Exercise requirements:
Can you quote the data below word for word, leaving out the pictures?

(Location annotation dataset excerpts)
+ + + + +

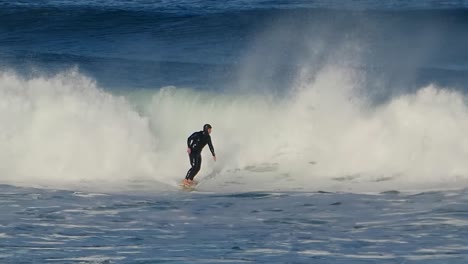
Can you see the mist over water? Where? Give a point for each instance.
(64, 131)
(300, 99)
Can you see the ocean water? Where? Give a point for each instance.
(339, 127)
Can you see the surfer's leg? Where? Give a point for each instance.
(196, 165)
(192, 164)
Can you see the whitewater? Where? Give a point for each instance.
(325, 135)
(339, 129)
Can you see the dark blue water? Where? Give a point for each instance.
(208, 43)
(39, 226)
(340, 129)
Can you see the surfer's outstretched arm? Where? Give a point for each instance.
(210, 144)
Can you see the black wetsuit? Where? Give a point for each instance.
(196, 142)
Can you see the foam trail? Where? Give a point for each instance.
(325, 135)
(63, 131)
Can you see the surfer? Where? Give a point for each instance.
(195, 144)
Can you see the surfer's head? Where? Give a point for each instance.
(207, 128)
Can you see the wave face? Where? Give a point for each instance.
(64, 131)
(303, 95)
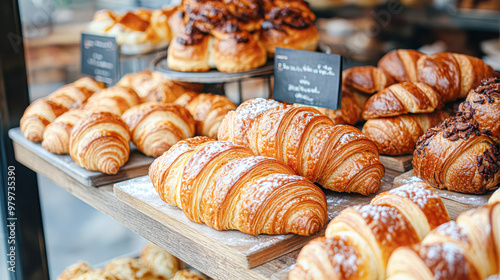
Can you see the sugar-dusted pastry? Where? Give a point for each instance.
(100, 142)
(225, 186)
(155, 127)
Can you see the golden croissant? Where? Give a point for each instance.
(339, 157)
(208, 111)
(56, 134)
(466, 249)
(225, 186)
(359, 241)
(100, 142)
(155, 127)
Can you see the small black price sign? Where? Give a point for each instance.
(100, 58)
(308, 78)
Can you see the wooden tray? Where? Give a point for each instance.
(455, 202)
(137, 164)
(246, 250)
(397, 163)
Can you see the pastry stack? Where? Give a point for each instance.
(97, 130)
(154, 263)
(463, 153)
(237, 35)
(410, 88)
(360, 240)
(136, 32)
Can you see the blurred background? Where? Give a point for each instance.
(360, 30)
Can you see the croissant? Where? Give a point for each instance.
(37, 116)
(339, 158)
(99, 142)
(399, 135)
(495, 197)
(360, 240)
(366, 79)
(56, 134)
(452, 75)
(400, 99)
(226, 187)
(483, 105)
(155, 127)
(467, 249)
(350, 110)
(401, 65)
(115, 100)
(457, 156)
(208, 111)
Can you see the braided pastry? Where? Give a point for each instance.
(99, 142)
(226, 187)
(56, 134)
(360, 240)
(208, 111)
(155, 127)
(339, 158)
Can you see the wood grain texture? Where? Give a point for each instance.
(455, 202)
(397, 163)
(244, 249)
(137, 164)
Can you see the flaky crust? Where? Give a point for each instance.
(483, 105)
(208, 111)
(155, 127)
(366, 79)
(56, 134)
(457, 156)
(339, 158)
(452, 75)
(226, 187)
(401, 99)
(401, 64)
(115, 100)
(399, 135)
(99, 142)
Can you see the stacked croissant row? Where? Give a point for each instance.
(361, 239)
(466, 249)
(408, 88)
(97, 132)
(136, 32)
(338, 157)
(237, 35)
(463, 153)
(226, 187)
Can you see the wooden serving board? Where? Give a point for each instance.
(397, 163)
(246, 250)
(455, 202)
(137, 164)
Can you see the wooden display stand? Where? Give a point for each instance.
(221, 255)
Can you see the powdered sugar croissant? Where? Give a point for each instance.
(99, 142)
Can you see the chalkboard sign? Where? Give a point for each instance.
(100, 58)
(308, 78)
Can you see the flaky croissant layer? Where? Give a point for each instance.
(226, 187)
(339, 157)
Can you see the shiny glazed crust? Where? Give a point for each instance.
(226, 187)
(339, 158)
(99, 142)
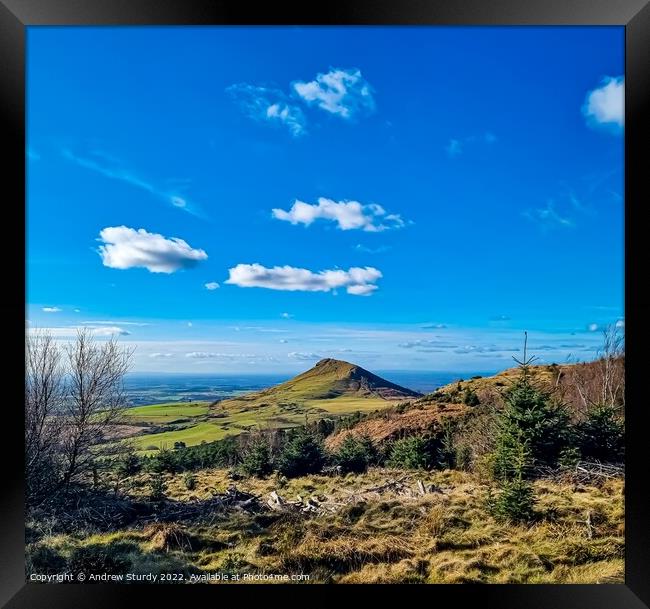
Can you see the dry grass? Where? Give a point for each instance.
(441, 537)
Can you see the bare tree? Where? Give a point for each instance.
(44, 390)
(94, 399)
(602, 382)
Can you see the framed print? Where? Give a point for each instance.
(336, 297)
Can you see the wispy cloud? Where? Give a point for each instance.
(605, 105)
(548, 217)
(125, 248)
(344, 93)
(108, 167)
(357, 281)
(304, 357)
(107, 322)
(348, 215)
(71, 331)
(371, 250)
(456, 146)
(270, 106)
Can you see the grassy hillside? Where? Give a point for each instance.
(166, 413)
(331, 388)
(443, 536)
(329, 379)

+ + + + +

Result for this task:
Can you see the mist over water? Where? Give a point for each instance.
(64, 131)
(300, 99)
Can you see the ocean water? Where? Give a point for each instance.
(339, 127)
Can you see the surfer's leg? Where? Give a point for each instance.
(196, 165)
(192, 164)
Can you see the whitewater? Where? Give a point for each instance.
(325, 135)
(339, 129)
Can you see the dark blue water? Where? Give a point for each instance.
(208, 43)
(39, 226)
(340, 129)
Can you see the surfer's outstretched arm? Where? Give a point for each instance.
(210, 144)
Can you see the black wetsuit? Where? Give a point for each instance.
(196, 142)
Can you see the foam trail? Where? Give a point for each instance.
(325, 135)
(63, 131)
Can you see the surfer? Where? Give a point for each instance.
(195, 144)
Can you see the surfer's head? Where? Give a point for each instance.
(207, 128)
Can you see the wave face? Where? Give a point for each instance.
(64, 131)
(303, 95)
Can you see the sugar-dusted pastry? Where? Give a point for each instance.
(100, 142)
(225, 186)
(155, 127)
Can you see the golden croissant? Where? Give a point for each instance.
(339, 157)
(208, 111)
(56, 134)
(466, 249)
(225, 186)
(359, 241)
(100, 142)
(155, 127)
Can you see the small black price sign? Where? Give a point for each instance.
(100, 58)
(308, 78)
Can you see the wooden tray? Where? Give a point for each instance.
(455, 202)
(137, 164)
(246, 250)
(397, 163)
Can you see the pastry stack? Where? Give a point for each instance.
(97, 130)
(154, 263)
(463, 153)
(237, 35)
(410, 88)
(360, 240)
(136, 32)
Can you see the blurred background? Where? Give a point for each instance.
(360, 30)
Can you see the croissant? Where? Give a point for each instance.
(37, 116)
(339, 158)
(99, 142)
(399, 135)
(495, 197)
(360, 240)
(366, 79)
(56, 134)
(452, 75)
(400, 99)
(226, 187)
(483, 105)
(155, 127)
(467, 249)
(350, 110)
(401, 65)
(115, 100)
(457, 156)
(208, 111)
Can you see the braided pastry? Where? Give a point for each instance.
(99, 142)
(226, 187)
(56, 134)
(360, 240)
(208, 111)
(155, 127)
(339, 158)
Can you see the wood grain texture? Where? Give a point for each instance.
(455, 202)
(397, 163)
(244, 249)
(137, 164)
Can you see the flaky crust? Where? Give a point for each instance.
(483, 105)
(208, 111)
(155, 127)
(366, 79)
(56, 134)
(457, 156)
(339, 158)
(452, 75)
(226, 187)
(401, 99)
(401, 64)
(115, 100)
(399, 135)
(99, 142)
Can you see the stacked croissant row? Where? Give a point for each instance.
(361, 239)
(466, 249)
(408, 88)
(97, 132)
(136, 32)
(338, 157)
(237, 35)
(463, 153)
(226, 187)
Can you see the wooden serving board? Where? Give a point for each instance.
(397, 163)
(246, 250)
(455, 202)
(137, 164)
Can you see the wooden display stand? Where? Give a point for each instance.
(221, 255)
Can you see the powdered sugar croissant? Where? Give a point for each instance.
(99, 142)
Can you see the chalkboard sign? Where? Give a point for each instance.
(100, 58)
(308, 78)
Can you see the flaky croissant layer? Where? Give a point for each instance.
(226, 187)
(339, 157)
Can you see the shiny glazed crust? Where? Give a point for each instance.
(226, 187)
(339, 158)
(99, 142)
Can you see the dry grass? Where? Give a point for each instance.
(441, 537)
Can you see the bare tree? Where? Give a point for each instance.
(44, 390)
(94, 399)
(602, 382)
Can you see the framed print? Where? Give a point for each instance.
(336, 297)
Can you see the wispy cloud? Where? Give a point for each instance.
(605, 105)
(548, 217)
(125, 248)
(344, 93)
(108, 167)
(357, 281)
(304, 357)
(107, 322)
(348, 215)
(71, 331)
(371, 250)
(456, 146)
(270, 106)
Can you see the grassy hillside? Where? Give a point for each instance.
(166, 413)
(331, 388)
(443, 536)
(329, 379)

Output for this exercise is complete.